Aim: Can you repeat the listing below word for word, leaving the pictures out of your answer?

Excerpts of pointing data
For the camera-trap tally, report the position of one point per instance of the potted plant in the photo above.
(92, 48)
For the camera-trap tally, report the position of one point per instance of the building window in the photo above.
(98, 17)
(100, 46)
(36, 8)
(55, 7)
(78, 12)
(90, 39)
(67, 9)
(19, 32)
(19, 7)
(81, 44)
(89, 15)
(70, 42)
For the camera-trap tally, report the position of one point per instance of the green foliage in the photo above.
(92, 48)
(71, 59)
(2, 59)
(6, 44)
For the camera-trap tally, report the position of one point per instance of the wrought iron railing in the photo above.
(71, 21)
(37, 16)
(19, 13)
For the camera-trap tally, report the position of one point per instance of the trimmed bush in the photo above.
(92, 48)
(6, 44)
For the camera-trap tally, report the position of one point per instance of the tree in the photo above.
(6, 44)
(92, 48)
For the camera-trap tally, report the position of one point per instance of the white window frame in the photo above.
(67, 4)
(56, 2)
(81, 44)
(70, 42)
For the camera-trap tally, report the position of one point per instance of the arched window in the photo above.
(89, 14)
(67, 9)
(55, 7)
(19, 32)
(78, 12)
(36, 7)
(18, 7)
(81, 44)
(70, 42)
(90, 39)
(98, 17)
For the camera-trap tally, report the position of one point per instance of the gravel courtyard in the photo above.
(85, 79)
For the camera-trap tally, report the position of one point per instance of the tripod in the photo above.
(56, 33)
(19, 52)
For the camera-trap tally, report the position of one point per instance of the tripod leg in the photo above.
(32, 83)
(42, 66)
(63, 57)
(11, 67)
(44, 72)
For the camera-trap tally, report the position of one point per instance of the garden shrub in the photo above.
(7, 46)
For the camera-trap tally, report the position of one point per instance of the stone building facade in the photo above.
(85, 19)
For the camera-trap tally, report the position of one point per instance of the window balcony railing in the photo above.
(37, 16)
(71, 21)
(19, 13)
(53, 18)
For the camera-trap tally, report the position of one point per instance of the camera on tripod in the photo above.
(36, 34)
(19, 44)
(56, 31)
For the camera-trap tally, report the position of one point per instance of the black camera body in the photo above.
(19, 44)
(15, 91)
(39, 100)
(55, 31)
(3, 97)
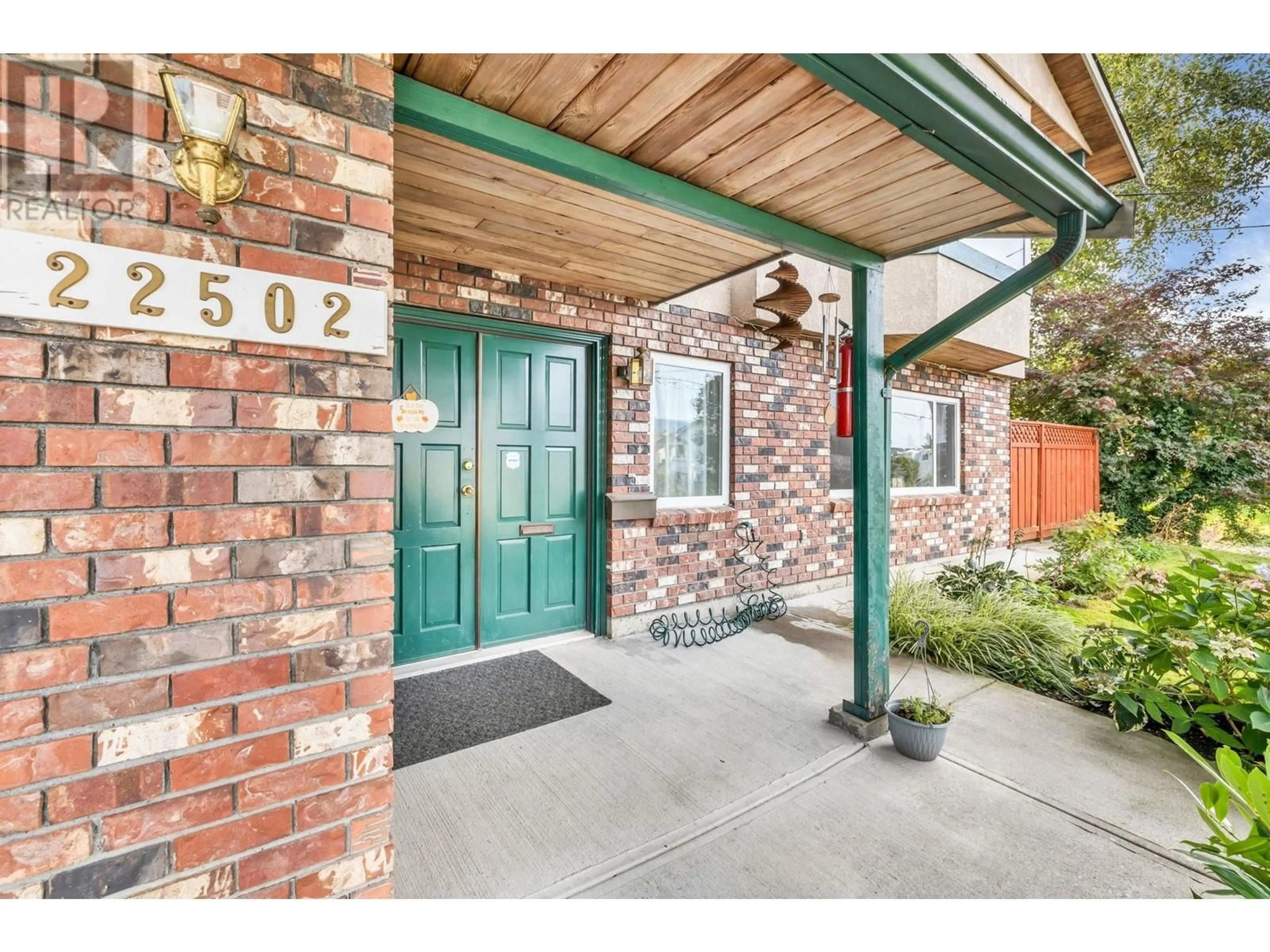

Task solution:
For the camera-trap tally, report the position of one point per instance of the potted plant in the photo above.
(92, 48)
For the camera-trap tally, report the position of one point per instance of the building window in the photo above.
(98, 17)
(100, 46)
(36, 8)
(55, 7)
(78, 12)
(90, 39)
(67, 9)
(19, 32)
(19, 7)
(81, 44)
(89, 15)
(70, 42)
For the camera-trap tally, report the position of one point per instance of the green foliage in the photo above.
(92, 48)
(71, 59)
(2, 59)
(6, 44)
For the camera-trap tally, report the position of one point per instance of the wrought iron railing in the photo above.
(71, 21)
(37, 16)
(19, 13)
For the camera-trap tally, report the position of one point per instance of the trimmed bush in the photo above.
(92, 48)
(6, 44)
For the camera-trap tally, report the position of one point per instance of the tree in the photo above.
(6, 44)
(92, 48)
For the camera-trap tally, report the position of one point per instance of the white window frame in the photo above.
(67, 4)
(56, 2)
(81, 44)
(70, 42)
For the camera-trap tally, report the position of one point per instance of the arched window in the photo above.
(89, 14)
(67, 9)
(55, 7)
(19, 32)
(78, 12)
(36, 7)
(18, 7)
(81, 44)
(70, 42)
(90, 39)
(98, 17)
For the camera-trap tally, report the position of one point per instance of the gravel courtyard in the photo above.
(85, 79)
For the camera-trap tally, report the position of one point per instance of the tripod in the photo above.
(56, 33)
(19, 52)
For the camera-trap tally, report the position of one point per instance of the tripod leg in the photo above.
(32, 83)
(42, 66)
(63, 57)
(11, 67)
(44, 72)
For the camera-trap tally, report the position of one point per instance of the garden shrub in the photo above.
(7, 46)
For the camera-trap tally, report the position of one point per instance of the stone building facade in the photo above.
(85, 19)
For the camera-trap tally, report the position of one point per instance of the window balcony railing in the photo above.
(37, 16)
(71, 21)
(19, 13)
(53, 18)
For the camera-trap tally, report the position of one point per instance of the camera on tripod in the photo above.
(36, 34)
(19, 44)
(56, 31)
For the camera-trap tally, report the position of one point per instance of the black camera body in the photo above.
(19, 44)
(15, 91)
(39, 100)
(55, 31)
(3, 97)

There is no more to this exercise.